_Activity_: All entries must be repeated exactly; do not include the pictures.

-------- The input

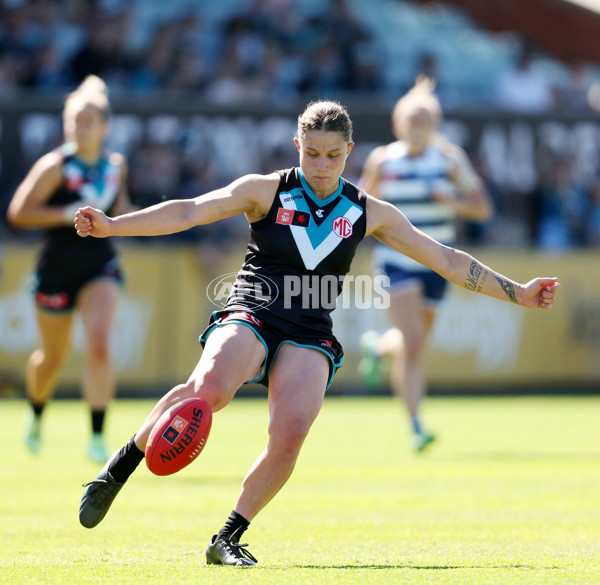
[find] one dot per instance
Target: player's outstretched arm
(252, 195)
(392, 228)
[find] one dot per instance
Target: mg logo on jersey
(342, 227)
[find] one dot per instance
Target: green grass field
(509, 494)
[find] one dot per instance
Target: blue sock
(416, 425)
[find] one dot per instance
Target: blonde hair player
(305, 224)
(432, 182)
(72, 273)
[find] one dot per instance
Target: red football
(178, 436)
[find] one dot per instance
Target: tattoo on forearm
(508, 288)
(476, 277)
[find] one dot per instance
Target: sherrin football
(178, 436)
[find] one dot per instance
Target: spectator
(560, 205)
(522, 88)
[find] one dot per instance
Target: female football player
(71, 272)
(432, 182)
(305, 225)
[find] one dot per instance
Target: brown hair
(420, 96)
(325, 115)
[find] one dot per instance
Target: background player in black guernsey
(71, 272)
(287, 344)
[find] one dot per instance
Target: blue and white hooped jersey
(298, 255)
(407, 182)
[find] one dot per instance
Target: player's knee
(99, 351)
(211, 388)
(51, 359)
(289, 435)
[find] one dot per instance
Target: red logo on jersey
(292, 217)
(285, 216)
(342, 227)
(241, 316)
(57, 301)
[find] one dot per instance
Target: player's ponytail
(94, 91)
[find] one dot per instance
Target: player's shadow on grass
(419, 567)
(525, 456)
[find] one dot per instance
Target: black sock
(98, 421)
(236, 523)
(126, 461)
(37, 409)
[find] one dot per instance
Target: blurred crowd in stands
(281, 51)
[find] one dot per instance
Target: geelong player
(304, 222)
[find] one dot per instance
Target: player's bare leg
(298, 380)
(406, 345)
(98, 304)
(232, 355)
(43, 368)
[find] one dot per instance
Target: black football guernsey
(298, 255)
(64, 254)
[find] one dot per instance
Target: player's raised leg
(232, 354)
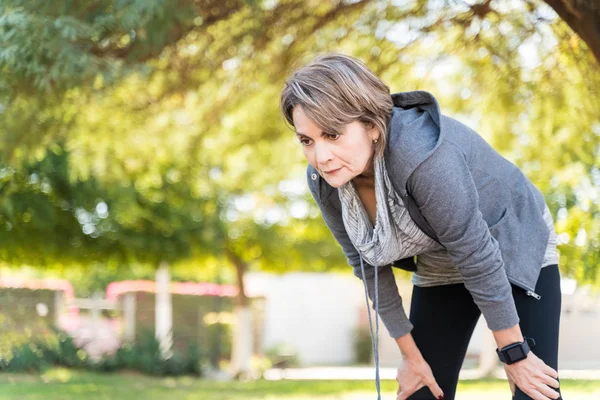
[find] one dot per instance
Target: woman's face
(338, 156)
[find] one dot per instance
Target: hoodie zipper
(528, 292)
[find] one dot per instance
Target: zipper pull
(534, 295)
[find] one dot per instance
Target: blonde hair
(335, 90)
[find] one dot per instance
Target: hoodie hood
(414, 130)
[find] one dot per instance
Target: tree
(168, 113)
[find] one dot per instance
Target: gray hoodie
(460, 191)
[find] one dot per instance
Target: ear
(374, 134)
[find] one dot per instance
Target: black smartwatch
(516, 351)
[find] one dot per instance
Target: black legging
(444, 318)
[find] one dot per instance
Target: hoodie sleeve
(391, 310)
(444, 189)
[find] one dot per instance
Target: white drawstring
(374, 340)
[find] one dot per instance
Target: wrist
(508, 336)
(408, 348)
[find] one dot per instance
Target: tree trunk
(164, 310)
(583, 16)
(241, 351)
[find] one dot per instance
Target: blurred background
(155, 221)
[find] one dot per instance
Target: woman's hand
(534, 378)
(413, 375)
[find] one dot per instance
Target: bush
(143, 356)
(282, 355)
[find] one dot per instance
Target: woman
(395, 179)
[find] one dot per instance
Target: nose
(323, 154)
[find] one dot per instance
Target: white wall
(317, 314)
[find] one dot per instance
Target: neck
(367, 177)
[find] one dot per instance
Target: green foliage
(164, 115)
(282, 355)
(144, 355)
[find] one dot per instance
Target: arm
(444, 190)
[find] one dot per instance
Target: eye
(305, 141)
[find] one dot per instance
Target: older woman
(395, 179)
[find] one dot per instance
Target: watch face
(515, 353)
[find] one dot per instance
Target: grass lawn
(64, 384)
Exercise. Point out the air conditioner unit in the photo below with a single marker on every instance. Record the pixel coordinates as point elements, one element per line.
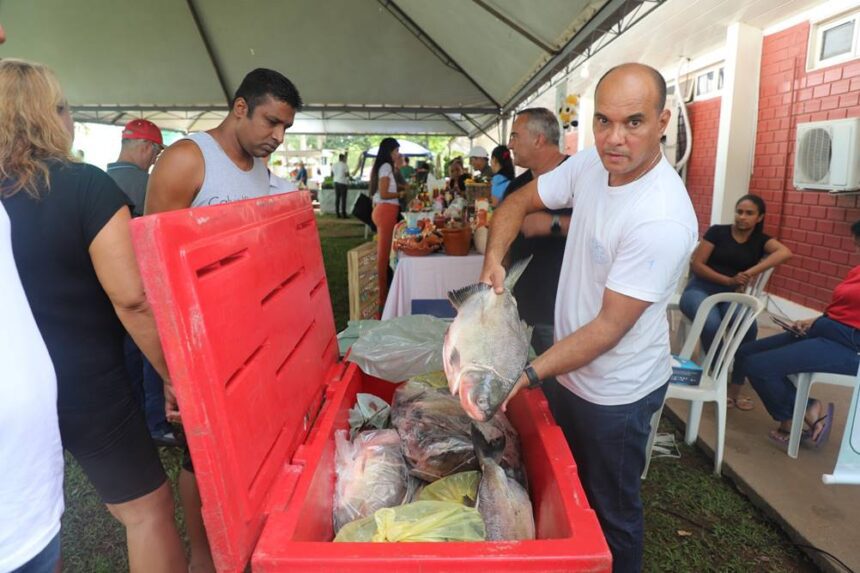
<point>827,155</point>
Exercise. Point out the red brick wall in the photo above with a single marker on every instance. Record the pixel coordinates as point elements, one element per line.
<point>814,225</point>
<point>705,125</point>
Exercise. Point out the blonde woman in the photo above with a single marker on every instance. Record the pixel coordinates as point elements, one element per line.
<point>72,247</point>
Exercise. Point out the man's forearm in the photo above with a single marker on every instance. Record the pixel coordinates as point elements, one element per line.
<point>504,227</point>
<point>540,225</point>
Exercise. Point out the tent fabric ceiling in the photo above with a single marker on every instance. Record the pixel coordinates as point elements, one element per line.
<point>380,66</point>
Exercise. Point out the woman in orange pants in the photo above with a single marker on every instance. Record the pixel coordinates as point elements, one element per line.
<point>386,208</point>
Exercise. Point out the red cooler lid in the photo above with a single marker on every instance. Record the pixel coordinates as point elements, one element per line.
<point>243,310</point>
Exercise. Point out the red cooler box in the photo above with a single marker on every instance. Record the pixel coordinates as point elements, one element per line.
<point>243,309</point>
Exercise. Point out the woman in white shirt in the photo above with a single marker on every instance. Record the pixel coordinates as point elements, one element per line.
<point>386,208</point>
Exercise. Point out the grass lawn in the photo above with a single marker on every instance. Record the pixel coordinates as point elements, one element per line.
<point>693,520</point>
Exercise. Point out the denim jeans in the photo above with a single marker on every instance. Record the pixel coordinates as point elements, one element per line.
<point>694,294</point>
<point>608,444</point>
<point>148,388</point>
<point>46,561</point>
<point>828,346</point>
<point>340,191</point>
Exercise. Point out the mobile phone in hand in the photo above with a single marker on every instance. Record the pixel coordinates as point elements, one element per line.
<point>787,326</point>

----------------

_Answer section_:
[find] one dot per instance
Target: player's outstretched arm
(252, 195)
(392, 228)
[find] one dot per instance
Target: mg logo on jersey
(342, 227)
[find] one dot per instance
Target: green grass field
(509, 494)
[find] one dot per instance
Target: blue sock
(416, 425)
[find] one dot per instance
Target: blonde hair player
(305, 224)
(432, 182)
(72, 273)
[find] one dot per instance
Target: red football
(178, 436)
[find] one dot per instance
Target: tattoo on forearm
(508, 288)
(476, 277)
[find] one dot per instance
Target: sherrin football
(178, 436)
[find] one dot per instance
Target: spectator
(560, 205)
(522, 88)
[find] one dot per instance
Target: female football player
(71, 272)
(432, 182)
(305, 225)
[find] one dot per instance
Target: brown hair
(420, 96)
(325, 115)
[find] one dot per instance
Target: background player in black guernsey
(71, 272)
(287, 344)
[find] one dot per instance
Target: blue and white hooped jersey
(298, 255)
(407, 182)
[find] one dot per instance
Target: player's knee
(99, 351)
(211, 388)
(51, 359)
(289, 435)
[find] one dot per instance
Target: red logo on jersey
(292, 217)
(285, 216)
(342, 227)
(241, 316)
(57, 301)
[find] one dot per instance
Target: player's ponytail
(94, 91)
[find] one dot per instance
Target: player's shadow on grass
(419, 567)
(525, 456)
[find] one dot per instance
Target: black sock
(98, 421)
(236, 523)
(126, 461)
(37, 409)
[find] one dot per instance
Target: blurred crowd in stands
(281, 51)
[find] one dot per instance
Target: geelong player
(304, 222)
[find] one dot per instance
Target: player's bare leg
(298, 380)
(406, 345)
(98, 304)
(232, 355)
(43, 368)
[find] one dot per instance
Target: black football guernsey
(298, 255)
(64, 254)
[find] one dot per instance
Target: player's raised leg
(232, 354)
[find] one dot per instance
Target: woman's face
(338, 156)
[find] one dot per instance
Target: hoodie zipper
(528, 292)
[find] one dot per instance
Target: zipper pull
(534, 295)
[find] one dot per instance
Target: blonde hair
(335, 90)
[find] one dot per instance
Target: hoodie hood
(414, 130)
[find] one dot per instance
Target: tree
(168, 113)
[find] one dot per instance
Target: gray hoodie
(460, 191)
[find] one dot per instance
Target: ear
(374, 134)
[find] one dot per instance
Target: black smartwatch
(516, 351)
[find] one dot per instance
Target: black legging
(444, 318)
[find] one dot per instance
Target: hoodie sleeve
(391, 310)
(444, 189)
[find] one dot per instance
Target: white drawstring
(374, 340)
[find] one dot per instance
Target: wrist
(508, 336)
(408, 348)
[find] one dot per instance
Target: tree trunk
(164, 310)
(583, 16)
(241, 351)
[find] one dot per instance
Target: blurred background
(155, 221)
[find] one dot per instance
Target: woman's hand
(534, 378)
(413, 375)
[find] one dot per instance
Target: bush
(143, 356)
(282, 355)
[find] one dot per instance
Target: woman
(395, 179)
[find] one dot per instance
Target: nose
(323, 154)
[find] one dot per instance
Target: white wall
(317, 314)
[find] one dot per instance
Target: neck
(367, 177)
[find] one dot per instance
Target: green foliage
(164, 115)
(282, 355)
(144, 355)
[find] one dot per instance
Target: arm
(444, 190)
[find] one dot per instance
Target: eye
(305, 141)
[find] one dot per instance
Target: older woman
(395, 179)
[find] one dot per instance
Target: watch face
(515, 353)
[find] one dot per instance
Target: grass lawn
(64, 384)
Exercise. Point out the air conditioner unit in the photo below with a single marker on every instance. Record the pixel coordinates as point elements, one element per line.
<point>827,155</point>
Exercise. Point out the red brick wall in the photo above with a single marker on every instance. Record the pixel coordinates as point elements, one element per line.
<point>814,225</point>
<point>705,125</point>
Exercise. Point out the blonde woman in the photo above with a single marker on every instance. Record the pixel coordinates as point elements, one element per line.
<point>72,247</point>
Exercise. Point out the man's forearm in the photo above with a single marker on every instance. Record the pixel coordinates as point elements, one element per line.
<point>504,227</point>
<point>540,225</point>
Exercise. Point out the tent fabric ceiling in the photo above with a single marker on every instance. Record the pixel coordinates as point elements, one element per line.
<point>380,66</point>
Exercise. Point out the woman in orange pants in the photo above with a single marker on every instance. Record the pixel coordinates as point elements, one element per line.
<point>386,208</point>
Exercise. Point out the red cooler lid in the photo above with a single marker on every instance. Record the pixel coordinates as point elements, one element per line.
<point>243,310</point>
Exercise. Point out the red cooler box in the photo above with a single marker on every instance. Record the pixel coordinates as point elements, one element per line.
<point>243,309</point>
Exercise. Point out the woman in white shirt in the photo above with a single marker on every instance. Record the pixel coordinates as point elements, one element per line.
<point>386,208</point>
Exercise. Point out the grass lawn in the photo above with a single marker on every instance. Record the pixel coordinates as point elements, one element per line.
<point>693,520</point>
Exercise. Point out the denim jeans in the photo above with a single marker on every instance. Record the pixel coordinates as point elements, one element per line.
<point>694,294</point>
<point>608,444</point>
<point>148,388</point>
<point>46,561</point>
<point>828,346</point>
<point>340,191</point>
Exercise. Point out the mobile phone in hand in the photo above with a single marker on every instance. Record the pixel coordinates as point elements, one element per line.
<point>787,326</point>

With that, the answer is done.